→ Angezeigter Text:
────────────────────

Das Hauptthema des ersten Satzes (Allegro molto appassionato) stellt nicht etwa das Orchester vor, sondern es wird sofort von der Solovioline angestimmt und auch vollständig ausgeführt, ehe es vom Tutti des Orchesters bestätigt wird. Die Kadenz platziert Mendelssohn im ersten Satz nicht etwa an der üblichen Stelle vor der Coda, vielmehr macht er sie zum integrativen Bestandteil der Durchführung. Und während die Solovioline noch die letzten Figurationen der Kadenz ausspielt, setzt das Orchester bereits mit der Reprise des Satzes ein.

────────────────────

(Einträge des Datensatzes)
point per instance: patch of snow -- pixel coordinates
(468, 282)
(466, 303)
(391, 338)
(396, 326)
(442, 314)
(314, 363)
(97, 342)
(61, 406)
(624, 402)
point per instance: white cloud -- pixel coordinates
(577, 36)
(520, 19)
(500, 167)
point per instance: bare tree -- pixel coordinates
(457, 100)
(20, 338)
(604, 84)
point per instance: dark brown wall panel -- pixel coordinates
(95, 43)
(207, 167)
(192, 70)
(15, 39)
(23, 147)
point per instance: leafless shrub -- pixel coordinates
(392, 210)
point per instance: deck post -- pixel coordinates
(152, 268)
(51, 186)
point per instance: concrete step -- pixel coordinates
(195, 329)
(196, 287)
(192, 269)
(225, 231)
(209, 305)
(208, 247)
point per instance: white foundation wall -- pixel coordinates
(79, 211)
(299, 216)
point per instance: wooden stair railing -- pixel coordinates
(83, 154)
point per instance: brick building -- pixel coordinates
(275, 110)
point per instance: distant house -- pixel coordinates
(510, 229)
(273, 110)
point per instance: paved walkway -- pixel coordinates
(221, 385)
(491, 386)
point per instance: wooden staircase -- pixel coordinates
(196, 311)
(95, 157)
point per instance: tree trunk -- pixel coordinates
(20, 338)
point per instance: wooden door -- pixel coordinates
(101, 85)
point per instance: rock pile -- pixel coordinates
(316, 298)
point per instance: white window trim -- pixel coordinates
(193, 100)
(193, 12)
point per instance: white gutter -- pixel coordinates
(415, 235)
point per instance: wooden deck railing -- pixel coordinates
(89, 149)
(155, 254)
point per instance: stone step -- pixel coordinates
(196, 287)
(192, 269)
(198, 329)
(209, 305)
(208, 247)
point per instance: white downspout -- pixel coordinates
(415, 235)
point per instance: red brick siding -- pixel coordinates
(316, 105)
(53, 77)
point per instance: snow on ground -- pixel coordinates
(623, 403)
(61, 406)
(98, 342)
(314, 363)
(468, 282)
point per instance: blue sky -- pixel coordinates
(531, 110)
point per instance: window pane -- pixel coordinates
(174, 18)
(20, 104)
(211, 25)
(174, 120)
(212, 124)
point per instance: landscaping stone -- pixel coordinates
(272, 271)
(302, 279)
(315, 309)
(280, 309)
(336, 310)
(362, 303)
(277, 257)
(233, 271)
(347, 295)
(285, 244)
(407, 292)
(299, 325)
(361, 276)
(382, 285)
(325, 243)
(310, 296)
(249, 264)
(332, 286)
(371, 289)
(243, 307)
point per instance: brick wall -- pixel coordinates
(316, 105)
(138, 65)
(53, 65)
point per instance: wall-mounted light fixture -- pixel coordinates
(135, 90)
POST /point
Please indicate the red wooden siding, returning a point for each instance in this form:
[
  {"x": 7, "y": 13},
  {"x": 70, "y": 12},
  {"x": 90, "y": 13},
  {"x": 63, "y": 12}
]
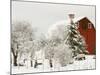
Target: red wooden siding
[{"x": 87, "y": 30}]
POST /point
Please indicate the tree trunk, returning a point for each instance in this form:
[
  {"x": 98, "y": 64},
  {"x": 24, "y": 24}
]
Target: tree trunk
[
  {"x": 31, "y": 63},
  {"x": 50, "y": 62}
]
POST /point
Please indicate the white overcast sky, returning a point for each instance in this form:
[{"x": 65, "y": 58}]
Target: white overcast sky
[{"x": 43, "y": 15}]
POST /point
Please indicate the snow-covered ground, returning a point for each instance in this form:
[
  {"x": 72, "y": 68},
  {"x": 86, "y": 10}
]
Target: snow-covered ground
[{"x": 89, "y": 63}]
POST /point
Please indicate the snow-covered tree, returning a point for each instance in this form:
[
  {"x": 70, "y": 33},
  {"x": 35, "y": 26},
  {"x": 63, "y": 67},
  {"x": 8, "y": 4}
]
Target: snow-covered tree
[
  {"x": 49, "y": 52},
  {"x": 22, "y": 37}
]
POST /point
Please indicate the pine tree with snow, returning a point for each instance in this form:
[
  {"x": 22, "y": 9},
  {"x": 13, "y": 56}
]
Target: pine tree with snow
[{"x": 75, "y": 40}]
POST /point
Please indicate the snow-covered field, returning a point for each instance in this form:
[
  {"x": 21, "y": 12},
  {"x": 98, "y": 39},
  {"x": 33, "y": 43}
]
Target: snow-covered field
[{"x": 89, "y": 63}]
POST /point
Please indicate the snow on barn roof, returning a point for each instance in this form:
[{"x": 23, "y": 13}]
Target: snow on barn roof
[{"x": 78, "y": 19}]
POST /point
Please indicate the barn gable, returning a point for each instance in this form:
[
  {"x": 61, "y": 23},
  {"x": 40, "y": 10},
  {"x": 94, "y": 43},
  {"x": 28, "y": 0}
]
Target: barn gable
[{"x": 87, "y": 30}]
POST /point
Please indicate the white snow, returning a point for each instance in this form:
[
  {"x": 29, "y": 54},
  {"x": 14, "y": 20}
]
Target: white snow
[{"x": 89, "y": 63}]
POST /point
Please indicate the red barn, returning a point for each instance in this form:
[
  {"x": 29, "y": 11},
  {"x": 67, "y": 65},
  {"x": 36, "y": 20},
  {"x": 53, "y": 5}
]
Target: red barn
[{"x": 87, "y": 30}]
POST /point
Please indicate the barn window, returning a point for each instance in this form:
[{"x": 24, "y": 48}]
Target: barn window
[
  {"x": 77, "y": 24},
  {"x": 89, "y": 25}
]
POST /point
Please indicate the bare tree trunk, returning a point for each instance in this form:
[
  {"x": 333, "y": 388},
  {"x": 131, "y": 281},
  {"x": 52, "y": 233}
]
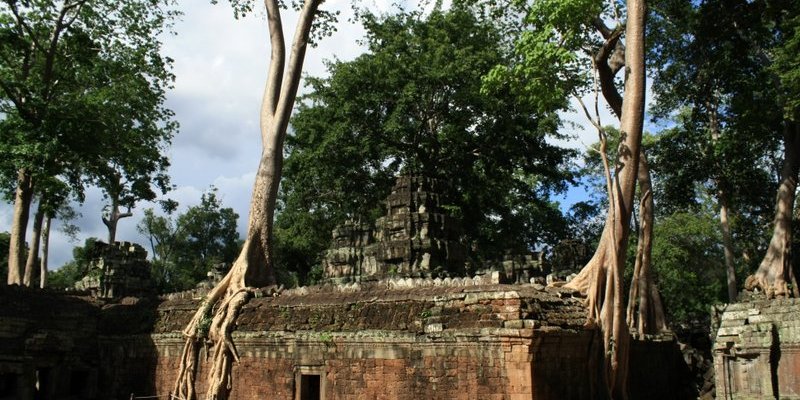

────────────────────

→ Aufgabe 1:
Beantworte zum angezeigten Text diese Fragen:
(a) Welche Satzbezeichnung trägt der erste Satz?
(b) Welches Instrument stimmt das Hauptthema als erstes an?
(c) Womit setzt das Orchester ein, während die Solovioline noch die letzten Figurationen der Kadenz spielt?
→ Aufgabe 2: Gib aus dem angezeigten Text den Abschnitt wörtlich aus, der mit „Das Hauptthema des“ beginnt und mit „des Satzes ein.“ endet.
→ Aufgabe 3: Liste alle Formteile bzw. Abschnitte eines Satzes auf, die im angezeigten Text genannt werden.

→ Lösung 1:
(a) Allegro molto appassionato
(b) Die Solovioline
(c) Mit der Reprise des Satzes

→ Lösung 2:
Das Hauptthema des ersten Satzes (Allegro molto appassionato) stellt nicht etwa das Orchester vor, sondern es wird sofort von der Solovioline angestimmt und auch vollständig ausgeführt, ehe es vom Tutti des Orchesters bestätigt wird. Die Kadenz platziert Mendelssohn im ersten Satz nicht etwa an der üblichen Stelle vor der Coda, vielmehr macht er sie zum integrativen Bestandteil der Durchführung. Und während die Solovioline noch die letzten Figurationen der Kadenz ausspielt, setzt das Orchester bereits mit der Reprise des Satzes ein.

→ Lösung 3: Kadenz, Coda, Durchführung, Reprise